_Stated exercise_
Reproduce the listing word for word. Skip any image.
---------- Data in this exercise ----------
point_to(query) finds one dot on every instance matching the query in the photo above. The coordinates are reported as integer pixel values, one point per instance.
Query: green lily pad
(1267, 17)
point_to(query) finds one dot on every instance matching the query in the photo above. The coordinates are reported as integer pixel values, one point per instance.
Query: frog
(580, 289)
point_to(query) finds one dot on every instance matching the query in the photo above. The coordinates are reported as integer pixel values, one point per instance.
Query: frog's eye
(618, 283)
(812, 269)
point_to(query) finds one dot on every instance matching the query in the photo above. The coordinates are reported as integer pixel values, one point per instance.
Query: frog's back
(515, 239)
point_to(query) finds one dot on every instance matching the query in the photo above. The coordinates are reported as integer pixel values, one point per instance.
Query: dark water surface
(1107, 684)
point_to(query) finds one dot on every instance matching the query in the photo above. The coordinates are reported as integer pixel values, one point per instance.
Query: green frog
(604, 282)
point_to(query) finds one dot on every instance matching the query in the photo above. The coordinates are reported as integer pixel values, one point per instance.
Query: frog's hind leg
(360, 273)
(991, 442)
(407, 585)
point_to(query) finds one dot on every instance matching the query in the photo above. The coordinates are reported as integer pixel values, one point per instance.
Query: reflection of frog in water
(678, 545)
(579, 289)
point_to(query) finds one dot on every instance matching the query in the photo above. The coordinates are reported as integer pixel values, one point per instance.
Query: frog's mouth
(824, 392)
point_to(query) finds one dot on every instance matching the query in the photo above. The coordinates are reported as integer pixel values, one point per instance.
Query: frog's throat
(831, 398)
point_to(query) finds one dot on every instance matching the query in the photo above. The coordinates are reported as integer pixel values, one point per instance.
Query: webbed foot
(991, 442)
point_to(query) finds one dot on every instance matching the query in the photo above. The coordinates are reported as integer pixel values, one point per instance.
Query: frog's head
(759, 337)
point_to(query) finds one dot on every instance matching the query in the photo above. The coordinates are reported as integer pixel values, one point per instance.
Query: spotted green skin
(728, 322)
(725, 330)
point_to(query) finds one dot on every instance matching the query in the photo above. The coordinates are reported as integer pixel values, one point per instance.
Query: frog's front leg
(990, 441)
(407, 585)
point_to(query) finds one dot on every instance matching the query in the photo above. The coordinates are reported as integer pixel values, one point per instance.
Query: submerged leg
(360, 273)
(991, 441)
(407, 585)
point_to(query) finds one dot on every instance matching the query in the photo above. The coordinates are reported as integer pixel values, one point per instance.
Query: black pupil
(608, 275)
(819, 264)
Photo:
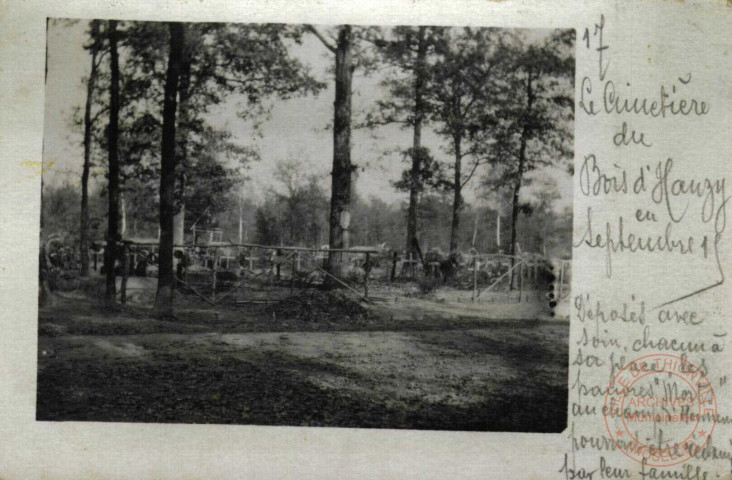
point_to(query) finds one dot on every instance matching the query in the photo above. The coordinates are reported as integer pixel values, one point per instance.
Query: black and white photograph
(306, 225)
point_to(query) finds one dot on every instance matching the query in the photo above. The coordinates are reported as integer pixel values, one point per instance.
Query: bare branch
(320, 36)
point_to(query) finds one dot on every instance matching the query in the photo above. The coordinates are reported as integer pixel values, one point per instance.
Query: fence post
(393, 266)
(367, 269)
(561, 282)
(277, 263)
(213, 286)
(292, 276)
(475, 279)
(521, 280)
(125, 272)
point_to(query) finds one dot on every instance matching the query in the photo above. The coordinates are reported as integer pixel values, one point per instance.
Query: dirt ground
(414, 363)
----------
_Exercise result_
point_to(query) finds one dot on every instance matching the query in the photo above. The coordinates are reported as integer pixel values, one point per instance.
Query: green lily pad
(1267, 17)
point_to(query) finds one dot on every instance matching the query in the photo above. The coordinates are reported as integer pixel values, one point per instance.
Query: frog
(580, 289)
point_to(query) finds one dot on every instance matching the query in the photo above. The coordinates are reported as integer pixel values, one point per instance.
Query: frog's eye
(618, 283)
(812, 269)
point_to(query) finds one dot on every instance matching the query in the photo above. The coordinates are reported as integer pixel values, one point per instance.
Query: frog's back
(515, 239)
point_to(query) finds one dot on every instance matching the query in the photo above. The coordinates are reported as integer pixel values, one point per instance.
Query: dark water surface
(1107, 684)
point_to(query) finds one dot on every instance matching the query in the photo above. The coordinates are reported as integer pixel values, one point per instance.
Query: green frog
(604, 282)
point_to(query) finds one dot on every instance matching the query in the photo above. The coordinates are reported as integer pixel values, one point per instance.
Query: frog's hind leg
(360, 273)
(991, 442)
(407, 585)
point_to(query) finds one dot on every instance matching the query in the photo above. The coordinates are reported as integer pixel values, one point per instance.
Query: reflection of frog in water
(678, 545)
(579, 289)
point_to(query) finds one dot on every instance matching the query in the photo above. The coordinates are reported as integer pixel values, one point per instance.
Query: frog's mouth
(824, 392)
point_to(query) finds one dot on every instance matching the query in the photo above. The coordinates are reported as integer pixel values, one point per instance.
Query: frog's throat
(831, 398)
point_to(query) finds one dot on every instance matching the query in the photo above. The coordinates are reported as integer pixel values, one point per instance.
Query: webbed foot
(991, 442)
point_to(query) finds one dot on every instance matching the query in the photo above. The coordinates are reported as integer pixel values, one point per instance.
Query: frog's head
(759, 337)
point_to(query) finds one dot on every instance matching the query in the photo above. The coordinates are reported as integer pixel values, one point per instance.
Query: spotted green skin
(728, 322)
(725, 330)
point_to(query) finds one dot on every instance matching the query in the photo above. The coordinates are reported as integer pixel values, one point per instance.
Query: frog's front leg
(990, 441)
(407, 585)
point_to(query) finds one dot on every instance matching the query in the photo above. The coordinates are reported as integer pixel values, one point per instance.
Query: submerged leg
(360, 273)
(991, 441)
(407, 585)
point_to(query) finds one dot on every instance matching the query in the photo above. The coordinates are reported as integer pixel values, one point per instance.
Query: black pupil
(608, 275)
(819, 264)
Photo:
point_to(query) finds one dot on every instance matching the query in the photo above. The coordinates are reported as integer pixel values, one point per instance.
Query: black and white photograph
(306, 225)
point_to(query) finds one dot on every instance matching the query in the photo above. The coordinates are reported as integer pixel values, one point per instance.
Query: bare branch
(320, 36)
point_to(query) finds one dot on every instance matching the query in the photo above. The coordinates are reported as integer pixel values, one point per instance.
Query: fence post
(393, 266)
(367, 269)
(561, 282)
(277, 263)
(213, 286)
(292, 276)
(475, 279)
(521, 280)
(125, 272)
point_to(query) finds one dot on every instance matching the query in the photo above. The coordinates are reported as integer pixel values, one point per instance.
Query: dirt ground
(414, 363)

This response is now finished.